TO BE DONE>
1) In the rugby match report below, who charged down the Force's conversion attempt after Ralston's intercept try?
2) Write the next part of the rugby match report below, picking up right after its final sentence.

------ PAGE

Sitting overlooking the try line in the northeast corner of Suncorp Stadium on Friday night, I was looking forward to the Queensland Reds and Western Force play some great attacking rugby before my eyes.
The coin toss had the Force attacking in my direction in the first half and attack they did. The Force gained possession early and surprised us all with two early team tries finished by Jack McGregor and former Queensland junior representative player Byron Ralston, all sparked by decisive playmaking by veteran former Red Jono Lance.
When Ralston scored a woman near me commented of the Reds “now they have a long way to come back”, but the crowd did not seem particularly put out. Perhaps that was because we all had the belief that this Queensland Reds team would double down and fight their way back into the game.
Of course the Reds did fight their way back in, quickly scoring a team try finished by Brandon Paenga-Amosa, then two more by Jock Campbell and Tanielia Tupou in quick succession. From my vantage point, it was particularly impressive to watch the start of the Campbell try.
The move started with a scrum, with Tate McDermott then Hamish Stewart making space with straight running and perfectly-timed, accurate short passes for Hunter Paisami to run on to. The view from behind the players gave a new appreciation for somebody who has never played in the backs of the art of a good outside centre in picking the right line to run to get by the defence, then connecting with support runners to finish off the move.
It didn’t take long before the Force struck back though, with Ralston intercepting a James O’Connor pass near the Force try line to stay ahead of Filipe Dauganu over 80 metres and dot the ball down between the sticks. Dauganu immediately responded, charging down the subsequent conversion attempt, denying the Force two points which would have levelled up the scores at halftime.

------------
------ MATERIAL PROVIDED

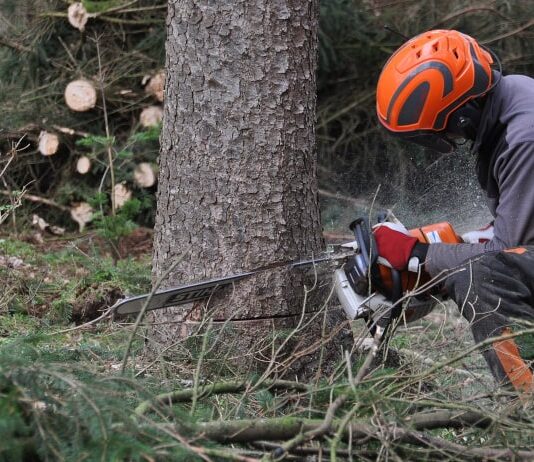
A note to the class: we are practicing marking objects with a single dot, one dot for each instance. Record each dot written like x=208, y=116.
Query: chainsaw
x=365, y=287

------------

TASK RESPONSES>
1) Filipe Dauganu

2)
Somewhere among all that frenetic first half action, a bunch of young people down near the sideline found time to give a loud, good-natured ribbing to former Reds, Greg Holmes, Andrew Ready and Henry Taefu, who were on the Force bench and warmed up in front of us.
When 37-year-old Queensland legend Holmes was substituted it was nice that he was acknowledged over the loudspeaker for his unexpected return to Suncorp, something that the announcer said they would not normally do for an opposing player.
In the second half it was the Red’s turn to attack down our end of the park and it didn’t take them long to oblige as within five minutes Dauganu had scored an excellent try off the back of another series of enterprising short passes.
O’Connor served the Reds well with his return to the kicking tee, converting all four attempts. In the second half he demonstrated his accuracy yet again with a penalty kick for touch to the sideline in front of me, by knocking the beer out of the hands of a bloke who was cheering him on.
The bloke seemed pretty happy about it, so O’Connor can be assured that since he can knock another man’s beer over and still receive approval his brand is in good shape.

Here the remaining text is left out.